Records for processing:
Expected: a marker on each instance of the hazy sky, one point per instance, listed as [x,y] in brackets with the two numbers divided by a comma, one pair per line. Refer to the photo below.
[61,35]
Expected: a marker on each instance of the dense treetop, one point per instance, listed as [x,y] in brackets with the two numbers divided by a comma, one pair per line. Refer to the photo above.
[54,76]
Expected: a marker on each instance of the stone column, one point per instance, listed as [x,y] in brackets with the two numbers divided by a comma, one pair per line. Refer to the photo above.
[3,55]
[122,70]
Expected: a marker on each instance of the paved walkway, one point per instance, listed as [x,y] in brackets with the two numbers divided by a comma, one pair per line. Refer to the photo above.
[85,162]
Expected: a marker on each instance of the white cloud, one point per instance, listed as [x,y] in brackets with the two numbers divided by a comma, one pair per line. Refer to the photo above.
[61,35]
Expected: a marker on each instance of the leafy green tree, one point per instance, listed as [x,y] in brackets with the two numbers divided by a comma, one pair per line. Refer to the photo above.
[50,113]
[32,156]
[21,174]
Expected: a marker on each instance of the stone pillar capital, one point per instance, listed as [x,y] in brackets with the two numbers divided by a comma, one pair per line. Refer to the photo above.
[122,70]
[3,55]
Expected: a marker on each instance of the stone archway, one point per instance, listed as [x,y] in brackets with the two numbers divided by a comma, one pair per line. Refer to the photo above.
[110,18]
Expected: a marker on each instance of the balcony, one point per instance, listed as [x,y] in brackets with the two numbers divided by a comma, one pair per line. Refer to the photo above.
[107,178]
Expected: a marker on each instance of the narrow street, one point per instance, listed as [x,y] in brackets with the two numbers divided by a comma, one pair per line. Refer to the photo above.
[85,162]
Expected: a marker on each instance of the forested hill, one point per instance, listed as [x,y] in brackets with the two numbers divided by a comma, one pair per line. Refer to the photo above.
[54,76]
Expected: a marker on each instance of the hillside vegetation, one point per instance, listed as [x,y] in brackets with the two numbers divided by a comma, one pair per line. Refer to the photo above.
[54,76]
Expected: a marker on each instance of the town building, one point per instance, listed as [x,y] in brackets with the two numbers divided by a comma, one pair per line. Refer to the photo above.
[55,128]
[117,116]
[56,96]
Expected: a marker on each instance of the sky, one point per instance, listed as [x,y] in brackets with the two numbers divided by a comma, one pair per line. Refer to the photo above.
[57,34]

Exercise objective: Give the listing above again, word for word.

Correct result:
Expected: a marker on each instance of the hazy sky, one point per instance, listed as [x,y] in brackets with the two numbers divided by a comma, one pair per line. Refer to the photo below.
[61,35]
Expected: a marker on each instance of the dense treetop, one point per instance, listed as [x,y] in brackets with the two numbers divided by a comma, one pair per line. Refer to the photo above.
[54,76]
Expected: a marker on each instance of the stone column, one point per instance, listed as [x,y] in brackets with the two numbers divided by a comma, one pair per line. Refer to the photo above.
[3,55]
[122,70]
Expected: a marker on each instance of the paved walkway, one point per instance, listed as [x,y] in brackets with the two numbers divided by a comma, one pair per line. Refer to the photo above.
[85,162]
Expected: a marker on each instance of the white cloud, one point per instance, listed as [x,y] in brackets with the two numbers divided by a comma, one pair per line. Refer to the photo above.
[61,35]
Expected: a marker on each instance of the leafy green tree, one point per instance, listed as [x,y] in brackets with the two numbers divided by a comma, one pair per line. Refer to the photo above.
[50,113]
[32,156]
[21,174]
Expected: a marker on each instance of the stone pillar capital, one point per instance, listed as [x,y] in brackets with the two numbers divided by a comma, one pair per line. Refer to the photo above.
[122,70]
[3,55]
Expected: a marker on each instance of the stone archway, one point per instance, listed as [x,y] in brackets with the two numbers divided by a comma, one pair per line. Refer to the photo above.
[110,18]
Expected: a marker on each instance of the balcony, one point per instance, listed as [x,y] in brackets with the two numbers divided by a comma, one pair per line. Refer to the photo above.
[107,178]
Expected: a marker on each instance of the narrow street, one point per instance, listed as [x,y] in brackets with the two numbers divided by a comma, one pair per line. Refer to the photo above.
[85,162]
Expected: a marker on each instance of the forested hill, one point per instance, listed as [x,y] in brackets with the two numbers divided by a comma, one pair per line. Refer to the photo above.
[54,76]
Expected: a marker on each instance of the hillside vegetation, one point per instance, listed as [x,y] in brackets with the two numbers divided by a comma, one pair per line. Refer to the photo above.
[54,76]
Expected: a marker on each instance of the town building, one point per instance, listed as [x,y] in brackets with the two numbers divided by a comma, one pair per line. Refer to the photo above.
[55,128]
[117,116]
[56,96]
Expected: a marker on each instance of the sky, one point per instance, listed as [x,y] in brackets with the two numbers divided by a comma, one pair per line. Refer to the photo above.
[57,34]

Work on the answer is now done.